* TRECHO FORNECIDO:

------------------------------------

Pequenos produtores indígenas e ribeirinhos da Amazônia se aproximam de investidores que buscam transparência e garantia de impacto positivo à biodiversidade e as pessoas da floresta
É crescente o fluxo financeiro global para clima e biodiversidade, mas o alto potencial de investimentos no Brasil é travado – entre outros fatores – pela falta de sistemas confiáveis que garantem origem e práticas sustentáveis de modo a conectar indígenas e pequenos agricultores a quem quer financiá-los para impulsionar a renda e manter a floresta de pé. Investidores buscam maior nível de transparência, credibilidade e clareza dos reais impactos dos aportes na qualidade de vida das comunidades – desafio que motivou a startup 3Agro a aliar soluções da bioeconomia e tecnologia digital para mudar os padrões da agricultura regenerativa.
“O objetivo é tornar a atividade verificável e rastreável por meio de um sistema global inovador como forma de destravar financiamentos, em conexão com as pessoas que protegem a floresta e o clima do planeta”, afirma Taynaah YepáRio Reis, CEO da startup. Programadora com mestrado em governança ambiental na Suíça e especializações em Harvard e MIT, nos EUA, ela trocou o mundo das fintechs por inovações digitais aplicadas à agricultura familiar, em especial na Amazônia.

------------------------------------

* MATERIAL DE ORIGEM:
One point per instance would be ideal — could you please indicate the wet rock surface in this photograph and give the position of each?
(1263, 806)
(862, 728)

------------------------------------

Reproduza sem alterações a parte do trecho fornecido começando em "Pequenos produtores indígenas" e terminando em "da agricultura regenerativa.".

* TAREFA CONCLUÍDA:
Pequenos produtores indígenas e ribeirinhos da Amazônia se aproximam de investidores que buscam transparência e garantia de impacto positivo à biodiversidade e as pessoas da floresta
É crescente o fluxo financeiro global para clima e biodiversidade, mas o alto potencial de investimentos no Brasil é travado – entre outros fatores – pela falta de sistemas confiáveis que garantem origem e práticas sustentáveis de modo a conectar indígenas e pequenos agricultores a quem quer financiá-los para impulsionar a renda e manter a floresta de pé. Investidores buscam maior nível de transparência, credibilidade e clareza dos reais impactos dos aportes na qualidade de vida das comunidades – desafio que motivou a startup 3Agro a aliar soluções da bioeconomia e tecnologia digital para mudar os padrões da agricultura regenerativa.